**WHAT YOU ARE ASKED TO DO:** When you copy the data, keep every word exactly as it is and leave the pictures out.

Image point grounding data
▬▬▬▬▬▬▬▬▬▬
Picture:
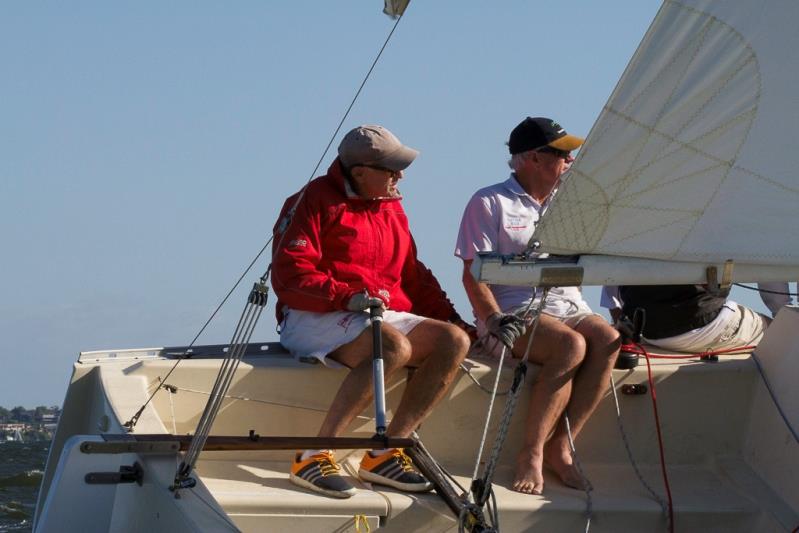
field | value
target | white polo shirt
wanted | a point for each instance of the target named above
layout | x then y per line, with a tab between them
501	218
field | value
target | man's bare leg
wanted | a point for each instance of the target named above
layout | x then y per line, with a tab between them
356	390
560	351
438	348
590	384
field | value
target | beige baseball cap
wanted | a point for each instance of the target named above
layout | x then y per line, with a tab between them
372	145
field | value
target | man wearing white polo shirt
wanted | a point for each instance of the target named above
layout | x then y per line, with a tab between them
575	347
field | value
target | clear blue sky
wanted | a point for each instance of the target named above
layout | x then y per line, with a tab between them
146	148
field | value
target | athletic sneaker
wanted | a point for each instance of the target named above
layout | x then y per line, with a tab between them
320	473
394	469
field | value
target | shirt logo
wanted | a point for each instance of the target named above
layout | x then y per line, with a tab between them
516	223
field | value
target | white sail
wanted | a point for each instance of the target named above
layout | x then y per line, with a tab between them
695	157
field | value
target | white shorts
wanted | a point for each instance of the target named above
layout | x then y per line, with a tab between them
315	335
575	313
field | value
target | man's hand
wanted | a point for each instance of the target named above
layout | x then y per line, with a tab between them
361	301
506	328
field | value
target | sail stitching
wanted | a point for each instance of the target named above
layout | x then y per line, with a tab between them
693	46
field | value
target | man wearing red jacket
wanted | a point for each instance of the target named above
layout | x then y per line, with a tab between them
342	245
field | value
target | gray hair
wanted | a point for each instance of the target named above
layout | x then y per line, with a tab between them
516	160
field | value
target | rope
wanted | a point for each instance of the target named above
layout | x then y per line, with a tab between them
131	424
627	447
483	485
238	346
660	440
587	487
736	350
488	414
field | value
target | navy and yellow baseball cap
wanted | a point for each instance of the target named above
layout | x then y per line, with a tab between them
536	132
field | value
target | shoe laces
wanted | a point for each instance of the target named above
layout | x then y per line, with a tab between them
327	464
403	460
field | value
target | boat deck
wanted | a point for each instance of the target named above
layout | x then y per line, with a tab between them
731	459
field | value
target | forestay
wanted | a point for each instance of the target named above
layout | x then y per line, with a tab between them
695	157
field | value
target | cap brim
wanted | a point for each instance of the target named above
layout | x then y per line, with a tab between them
567	142
399	159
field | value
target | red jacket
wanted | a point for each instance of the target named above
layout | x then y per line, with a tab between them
337	245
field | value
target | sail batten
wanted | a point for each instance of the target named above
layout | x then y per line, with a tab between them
▬▬▬▬▬▬▬▬▬▬
**ANSWER TO THIS EXERCISE:**
Picture:
field | value
target | white polo shirt
wanted | a point for each instance of the target named above
layout | x then y per line, with a tab between them
501	218
field | value
target | man's bare leg
wanted | a point for each instance of the target named above
layout | x then y per line, with a tab between them
356	390
560	351
438	348
590	384
field | value
target | beige baseball cap
wanted | a point for each instance of the target named above
layout | x then y per line, with a tab between them
372	145
field | value
target | man wearing white polo shirt
wanted | a point for each instance of the target named above
layout | x then y per line, with a tab between them
575	347
field | value
target | clear blue sky
wanted | a point for each instance of the target named above
layout | x then y per line, with a tab between them
146	148
field | value
target | athletic sneaker
wanted | a point for each instance of the target named above
layout | x then y per line, with a tab between them
320	473
394	469
field | value
target | shirt logo
wanted | a point for each instance of the target named above
layout | x then y per line, with a tab between them
516	223
field | value
target | white sail
wanted | a point for each instance of the target named above
layout | x then y per line, with a tab between them
695	157
field | value
target | white shorts
wanted | a point for each instance of the target named above
layout | x then y per line, with a tab between them
315	335
575	313
field | value
target | man's hand
wanted | a point for each instance of the target named above
layout | x then y per line, with a tab between them
361	301
506	328
field | value
target | sail stitching
wanted | a point for each instance of the target named above
layout | x then y per line, with a tab between them
693	46
field | value
target | man wearing red jacket
wanted | a point for each instance of the target named above
layout | x then y per line, with a tab between them
342	245
field | value
target | gray hair
wanted | a point for each instance of the target named above
layout | x then y per line, with a tab between them
516	160
field | value
target | rope
wanted | a point for each instance of the target named above
layout | x then y per line, with a tab between them
131	424
627	447
483	485
238	346
660	440
587	487
736	350
488	414
field | value
target | navy and yellow baseball cap
wanted | a point for each instance of the target named above
layout | x then y per line, with a tab between them
536	132
field | value
target | shoe laces
wanted | a point for each instance of the target named above
layout | x then y per line, with a tab between them
327	464
403	460
field | value
target | boat deck
wanted | a point for each instance of the target named above
layout | x then y per line, with a tab between them
731	459
field | value
target | forestay
wanted | a point for each instance of the target named above
layout | x then y per line, with a tab between them
695	157
field | value
target | cap brim
wanted | a point for each instance of the target named above
layout | x then y per line, with a tab between them
567	142
399	159
field | value
target | red jacket
wanted | a point for each instance of the target named above
layout | x then y per line, with a tab between them
337	245
field | value
target | sail batten
wanted | a point for each instance of the target named above
layout | x then y per line, with a tab between them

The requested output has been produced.